# [Extrait cité]

━━━━━━

James Hutton Brew : abolitionniste de la Gold Coast qui a dénoncé l’ hypocrisie anti-esclavagiste britannique

La littérature et la recherche sur l’abolition de l’esclavage dans des endroits comme la Gold Coast (Ghana moderne) ont eu tendance à se focaliser sur l’eurocentrisme. La plupart se sont concentrés sur la législation anti-esclavagiste coloniale et les activités abolitionnistes des Européens. Les contributions des Africains locaux ont été presque entièrement ignorées. Lorsqu’ils sont mentionnés, les Africains ont été considérés comme résistants aux efforts coloniaux visant à abolir l’esclavage domestique.

Cette focalisation est biaisée. Étudier les contributions des Africains locaux à l’abolition permet de mieux comprendre son histoire.

Dans un article récemment publié , j’ai analysé les journaux du XIXe siècle pour faire la lumière sur la façon dont les Africains ont réagi à l’abolition coloniale de l’esclavage domestique en Gold Coast. En particulier, j’ai regardé le rôle joué par James Hutton Brew.

━━━━━━

# [Matériel]
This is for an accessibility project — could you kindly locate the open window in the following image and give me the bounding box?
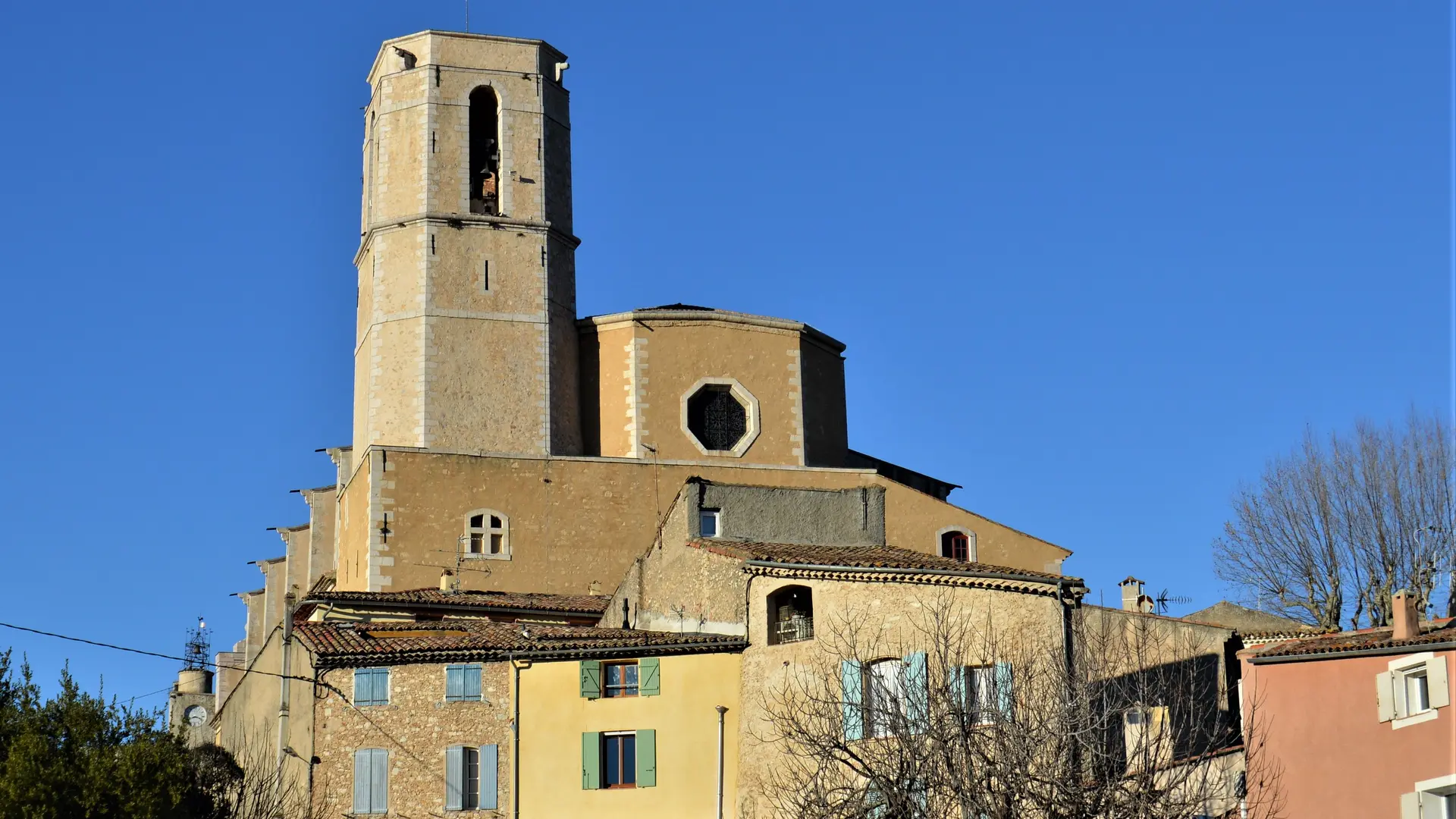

━━━━━━

# [Consignes]
• A. Pouvez-vous recopier fidèlement un passage du texte sur James Hutton Brew, en commençant aux mots « La littérature et » et en vous arrêtant après « abolir l’esclavage domestique. » ?
• B. Pouvez-vous poursuivre le texte sur James Hutton Brew à la suite de sa dernière phrase ?

# [Réponses fournies]
• A.
La littérature et la recherche sur l’abolition de l’esclavage dans des endroits comme la Gold Coast (Ghana moderne) ont eu tendance à se focaliser sur l’eurocentrisme. La plupart se sont concentrés sur la législation anti-esclavagiste coloniale et les activités abolitionnistes des Européens. Les contributions des Africains locaux ont été presque entièrement ignorées. Lorsqu’ils sont mentionnés, les Africains ont été considérés comme résistants aux efforts coloniaux visant à abolir l’esclavage domestique.

• B.
Brew était l’un des intellectuels africains locaux derrière la Confédération Fante à Cape Coast. Le mouvement de la Confédération Fante a été l’une des premières tentatives d’instituer l’autonomie gouvernementale en Gold Coast. La campagne impliquait des dirigeants traditionnels des communautés Fante travaillant aux côtés d’indigènes instruits à la fin des années 1860 et au début des années 1870.

Brew a rédigé la constitution de la Confédération Fante en 1871 et elle reste un document d’importance historique. Il a également été un pionnier du journalisme ouest-africain. Il a fondé les premiers journaux imprimés à Gold Coast, The Gold Coast Times (en 1874) et The Western Echo (en 1885). Ses journaux ont nourri de nombreux militants ultérieurs à Gold Coast, notamment JE Casely Hayford .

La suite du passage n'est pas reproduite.